Hello friends! Welcome to honesty hour with Michelle. Today, I’d like to speak on the subject of unemployment fatigue.
I’ve been unemployed on and off since March 2020. I have a masters degree and am an extremely hard worker. I never in my wildest dreams would have thought I’d be unemployed for 8 months. I worked way too hard in my life to end up without a job. And maybe some of you feel the same way.
I know I can go get a job at a grocery store or warehouse if I need, but the thing is I’m afraid of COVID. I am afraid of giving this virus to the people I love. It’s as simple as that. This season is full of unknowns, and I am just riding the tide.
What have I done during this long winded season of unemployment you ask? Well, I have tried to make the most of it. For example, I started a college certificate program for Marketing and Sales, which I will finish in December. I have worked as a preschool teacher for a few weeks, until they let me go due to the low number of students (why did they hire me knowing this???). I planned and trained for a thru-hike of the Colorado Trail. I hike all 485 miles of the Colorado Trail. I took a few trips around the state of Colorado to hike and drink coffee in different places. I visited Montana to visit old friends and feed some goats. I read my Bible every day. Prayed for joy, hope, and love over this planet, my country, and my future. I watched The Office a lot. I had some really great experiences.

....

• [Exercise 1]:
In the post on unemployment fatigue, what certificate program did the writer start?
• [Exercise 2]:
Resume the post on unemployment fatigue, picking up right after its final sentence.
The entries after this point are separate material with no connection to the post.

(Excerpts from a dataset)

....

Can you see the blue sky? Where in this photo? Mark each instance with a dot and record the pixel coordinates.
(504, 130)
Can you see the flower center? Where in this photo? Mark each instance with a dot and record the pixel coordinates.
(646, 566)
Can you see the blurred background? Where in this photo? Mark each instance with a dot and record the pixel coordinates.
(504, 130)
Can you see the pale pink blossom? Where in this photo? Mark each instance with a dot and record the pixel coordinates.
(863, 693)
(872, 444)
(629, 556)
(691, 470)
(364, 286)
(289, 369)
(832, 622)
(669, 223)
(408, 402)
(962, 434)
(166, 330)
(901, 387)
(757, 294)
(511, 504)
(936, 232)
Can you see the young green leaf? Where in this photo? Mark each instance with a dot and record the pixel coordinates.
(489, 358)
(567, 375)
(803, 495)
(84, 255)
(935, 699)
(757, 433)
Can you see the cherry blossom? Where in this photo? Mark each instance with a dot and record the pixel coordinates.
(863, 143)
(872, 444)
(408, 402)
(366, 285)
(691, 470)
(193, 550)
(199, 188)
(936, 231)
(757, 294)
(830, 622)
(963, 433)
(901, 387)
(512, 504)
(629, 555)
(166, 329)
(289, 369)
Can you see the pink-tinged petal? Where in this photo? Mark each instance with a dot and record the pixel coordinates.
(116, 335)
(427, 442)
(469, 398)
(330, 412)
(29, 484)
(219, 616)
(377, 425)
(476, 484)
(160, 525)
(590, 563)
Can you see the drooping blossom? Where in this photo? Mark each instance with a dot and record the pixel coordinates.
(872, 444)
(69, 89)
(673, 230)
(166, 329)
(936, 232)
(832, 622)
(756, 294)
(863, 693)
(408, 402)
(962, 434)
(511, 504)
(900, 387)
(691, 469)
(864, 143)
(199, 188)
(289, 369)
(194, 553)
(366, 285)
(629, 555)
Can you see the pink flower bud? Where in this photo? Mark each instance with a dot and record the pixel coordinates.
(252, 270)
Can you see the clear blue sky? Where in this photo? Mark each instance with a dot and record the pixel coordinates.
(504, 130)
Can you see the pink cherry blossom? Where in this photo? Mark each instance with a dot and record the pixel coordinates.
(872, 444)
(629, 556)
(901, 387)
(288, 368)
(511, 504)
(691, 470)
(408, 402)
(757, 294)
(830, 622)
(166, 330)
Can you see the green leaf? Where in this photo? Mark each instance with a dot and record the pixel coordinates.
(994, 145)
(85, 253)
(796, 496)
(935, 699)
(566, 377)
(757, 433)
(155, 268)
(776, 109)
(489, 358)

....

• [Answer area 1]:
A college certificate program for Marketing and Sales, which the writer will finish in December.

• [Answer area 2]:
But.
I have also had countless sleepless nights. I’ve been depressed and anxious about the future. I have baked over 100 million calories worth of cakes and cookies (which is only bad because I’ve eaten all these things). I have applied to over 100 jobs. I have gotten into fights with people I’m close to because I lash out. I spent wayyy too much money on things I don’t need. I lost interest in several things that used to bring me joy, and the list could just go on and on.
I believe this phenomena is called “unemployment fatigue.” And it is a fatigue unlike any other, because it is taking time during a pandemic. I. Am. Tired.
I want to contribute to the world. I want to know what my purpose is. I was about to start a new full-time job (with benefits!) in April, but that came to a halt when COVID caused the first shut down. I was on track, and then suddenly, I was stranded without any way of escape. Well, besides the obvious jobs that would put myself and my family at risk.
Let me just say, that I appreciate all the hard work the essential workers have done during the pandemic. I especially admire all the health care workers who continue to do their part even after seeing how stupid humanity can be. I thank you, I applaud you, and I sincerely hope this all ends soon for your good.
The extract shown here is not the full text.